→ Exercise goal:
Search the records for "Target" and copy each line that holds it.

→ Material to process:
□ □ □

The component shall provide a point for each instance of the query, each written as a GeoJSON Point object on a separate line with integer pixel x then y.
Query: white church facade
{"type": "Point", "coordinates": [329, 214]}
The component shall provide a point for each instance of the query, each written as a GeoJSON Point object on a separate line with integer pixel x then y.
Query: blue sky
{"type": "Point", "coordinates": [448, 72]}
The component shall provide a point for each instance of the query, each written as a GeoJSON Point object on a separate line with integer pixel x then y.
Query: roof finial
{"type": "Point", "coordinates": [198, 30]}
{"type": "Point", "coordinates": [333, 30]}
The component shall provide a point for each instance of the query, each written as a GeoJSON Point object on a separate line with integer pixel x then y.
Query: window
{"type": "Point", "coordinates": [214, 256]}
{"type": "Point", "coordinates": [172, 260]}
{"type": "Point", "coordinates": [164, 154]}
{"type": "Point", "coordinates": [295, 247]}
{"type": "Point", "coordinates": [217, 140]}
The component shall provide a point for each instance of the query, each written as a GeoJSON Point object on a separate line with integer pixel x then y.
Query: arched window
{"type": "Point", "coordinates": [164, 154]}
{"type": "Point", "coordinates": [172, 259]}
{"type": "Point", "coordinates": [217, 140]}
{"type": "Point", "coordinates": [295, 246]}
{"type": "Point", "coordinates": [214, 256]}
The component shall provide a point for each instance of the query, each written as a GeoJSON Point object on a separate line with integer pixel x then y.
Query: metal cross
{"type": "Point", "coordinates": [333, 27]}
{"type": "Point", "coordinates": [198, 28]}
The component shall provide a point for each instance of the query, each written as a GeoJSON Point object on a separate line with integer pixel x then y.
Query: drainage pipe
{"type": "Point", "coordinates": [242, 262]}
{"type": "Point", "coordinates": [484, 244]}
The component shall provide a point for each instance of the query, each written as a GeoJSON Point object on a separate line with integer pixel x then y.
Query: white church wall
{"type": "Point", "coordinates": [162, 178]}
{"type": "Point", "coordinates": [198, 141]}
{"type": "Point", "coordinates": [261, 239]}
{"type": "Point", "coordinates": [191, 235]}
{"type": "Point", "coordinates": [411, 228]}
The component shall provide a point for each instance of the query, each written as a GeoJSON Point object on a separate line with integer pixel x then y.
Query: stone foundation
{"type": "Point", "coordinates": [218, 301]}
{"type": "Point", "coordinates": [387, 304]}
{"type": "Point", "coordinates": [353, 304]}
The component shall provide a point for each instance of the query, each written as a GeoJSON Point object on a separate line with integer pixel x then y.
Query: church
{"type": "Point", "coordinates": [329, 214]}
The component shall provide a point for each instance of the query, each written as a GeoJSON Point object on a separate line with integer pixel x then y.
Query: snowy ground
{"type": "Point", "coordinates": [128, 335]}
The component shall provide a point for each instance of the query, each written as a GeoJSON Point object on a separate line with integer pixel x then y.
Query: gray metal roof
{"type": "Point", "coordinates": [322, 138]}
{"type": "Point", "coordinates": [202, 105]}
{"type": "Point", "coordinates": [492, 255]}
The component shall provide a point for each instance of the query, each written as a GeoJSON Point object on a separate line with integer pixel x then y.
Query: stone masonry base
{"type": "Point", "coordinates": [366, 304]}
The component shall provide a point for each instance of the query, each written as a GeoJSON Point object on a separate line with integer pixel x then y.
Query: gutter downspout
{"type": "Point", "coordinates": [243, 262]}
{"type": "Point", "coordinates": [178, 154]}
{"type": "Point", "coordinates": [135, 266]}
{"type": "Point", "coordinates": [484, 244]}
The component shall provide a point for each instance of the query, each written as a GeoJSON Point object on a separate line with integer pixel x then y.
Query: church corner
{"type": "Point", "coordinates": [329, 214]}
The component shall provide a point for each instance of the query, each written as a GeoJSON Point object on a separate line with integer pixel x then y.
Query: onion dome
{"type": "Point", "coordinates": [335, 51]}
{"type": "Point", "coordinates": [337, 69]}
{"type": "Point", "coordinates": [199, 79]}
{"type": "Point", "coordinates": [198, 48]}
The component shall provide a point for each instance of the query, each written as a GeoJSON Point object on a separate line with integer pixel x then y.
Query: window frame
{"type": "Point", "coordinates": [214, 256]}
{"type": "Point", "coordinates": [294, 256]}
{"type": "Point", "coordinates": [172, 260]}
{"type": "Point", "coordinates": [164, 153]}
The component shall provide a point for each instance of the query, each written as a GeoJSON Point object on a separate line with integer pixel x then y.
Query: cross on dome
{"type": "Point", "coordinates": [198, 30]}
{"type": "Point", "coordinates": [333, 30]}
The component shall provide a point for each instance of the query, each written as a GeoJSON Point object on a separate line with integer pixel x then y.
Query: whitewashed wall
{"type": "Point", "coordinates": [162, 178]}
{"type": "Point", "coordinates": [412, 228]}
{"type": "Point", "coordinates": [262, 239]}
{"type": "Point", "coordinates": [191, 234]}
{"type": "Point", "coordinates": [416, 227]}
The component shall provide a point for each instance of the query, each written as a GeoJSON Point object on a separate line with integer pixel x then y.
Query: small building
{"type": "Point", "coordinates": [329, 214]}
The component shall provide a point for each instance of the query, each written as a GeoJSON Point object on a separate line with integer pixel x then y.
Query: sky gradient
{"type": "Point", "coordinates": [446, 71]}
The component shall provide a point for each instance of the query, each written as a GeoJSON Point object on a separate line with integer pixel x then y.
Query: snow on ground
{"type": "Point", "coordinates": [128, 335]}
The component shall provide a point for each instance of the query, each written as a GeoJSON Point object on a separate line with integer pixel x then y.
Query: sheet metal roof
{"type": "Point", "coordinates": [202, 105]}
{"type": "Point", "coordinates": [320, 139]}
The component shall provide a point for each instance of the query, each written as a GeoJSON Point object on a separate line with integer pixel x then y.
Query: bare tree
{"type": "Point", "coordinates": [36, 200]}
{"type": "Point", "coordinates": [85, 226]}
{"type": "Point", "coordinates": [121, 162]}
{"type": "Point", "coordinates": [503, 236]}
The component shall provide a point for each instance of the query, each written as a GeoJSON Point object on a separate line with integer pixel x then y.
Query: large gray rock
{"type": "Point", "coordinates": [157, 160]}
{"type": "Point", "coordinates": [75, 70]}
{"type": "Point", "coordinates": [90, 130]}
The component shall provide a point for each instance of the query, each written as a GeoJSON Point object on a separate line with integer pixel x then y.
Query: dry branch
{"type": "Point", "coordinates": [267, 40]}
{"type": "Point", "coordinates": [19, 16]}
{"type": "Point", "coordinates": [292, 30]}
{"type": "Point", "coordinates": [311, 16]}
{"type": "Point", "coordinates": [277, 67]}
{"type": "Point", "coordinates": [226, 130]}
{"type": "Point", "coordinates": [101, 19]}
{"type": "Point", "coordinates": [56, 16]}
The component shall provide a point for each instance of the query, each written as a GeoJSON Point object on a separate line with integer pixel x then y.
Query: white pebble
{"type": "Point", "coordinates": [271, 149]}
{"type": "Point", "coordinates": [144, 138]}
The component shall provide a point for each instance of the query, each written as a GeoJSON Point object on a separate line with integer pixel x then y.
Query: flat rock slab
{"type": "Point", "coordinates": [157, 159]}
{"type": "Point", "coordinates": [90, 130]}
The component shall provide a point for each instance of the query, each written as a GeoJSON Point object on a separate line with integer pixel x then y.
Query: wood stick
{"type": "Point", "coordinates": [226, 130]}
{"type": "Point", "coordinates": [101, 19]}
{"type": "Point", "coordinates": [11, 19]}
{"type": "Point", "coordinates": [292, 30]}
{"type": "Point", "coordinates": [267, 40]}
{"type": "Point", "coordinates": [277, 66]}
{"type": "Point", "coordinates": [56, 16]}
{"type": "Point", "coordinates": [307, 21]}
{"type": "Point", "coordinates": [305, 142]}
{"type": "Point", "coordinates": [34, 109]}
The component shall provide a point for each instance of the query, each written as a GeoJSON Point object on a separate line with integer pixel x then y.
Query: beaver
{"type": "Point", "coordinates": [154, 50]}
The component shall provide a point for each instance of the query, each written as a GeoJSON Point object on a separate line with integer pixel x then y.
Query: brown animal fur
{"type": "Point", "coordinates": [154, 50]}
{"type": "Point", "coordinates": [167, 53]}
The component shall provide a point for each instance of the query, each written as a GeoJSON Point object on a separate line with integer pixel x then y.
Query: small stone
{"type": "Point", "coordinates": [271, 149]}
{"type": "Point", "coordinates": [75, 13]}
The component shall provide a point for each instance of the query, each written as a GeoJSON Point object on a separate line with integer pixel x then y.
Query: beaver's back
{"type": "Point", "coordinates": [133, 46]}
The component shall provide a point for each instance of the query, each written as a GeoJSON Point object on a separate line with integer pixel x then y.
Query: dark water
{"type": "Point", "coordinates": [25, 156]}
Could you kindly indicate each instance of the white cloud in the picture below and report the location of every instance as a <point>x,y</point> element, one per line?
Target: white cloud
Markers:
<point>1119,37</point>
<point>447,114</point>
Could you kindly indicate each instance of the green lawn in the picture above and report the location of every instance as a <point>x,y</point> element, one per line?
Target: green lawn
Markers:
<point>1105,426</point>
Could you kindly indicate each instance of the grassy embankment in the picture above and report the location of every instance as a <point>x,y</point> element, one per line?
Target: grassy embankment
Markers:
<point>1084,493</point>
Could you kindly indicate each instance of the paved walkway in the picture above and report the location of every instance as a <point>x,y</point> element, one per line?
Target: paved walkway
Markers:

□ □ □

→ Final answer:
Target: white cloud
Target: green lawn
Target: grassy embankment
Target: paved walkway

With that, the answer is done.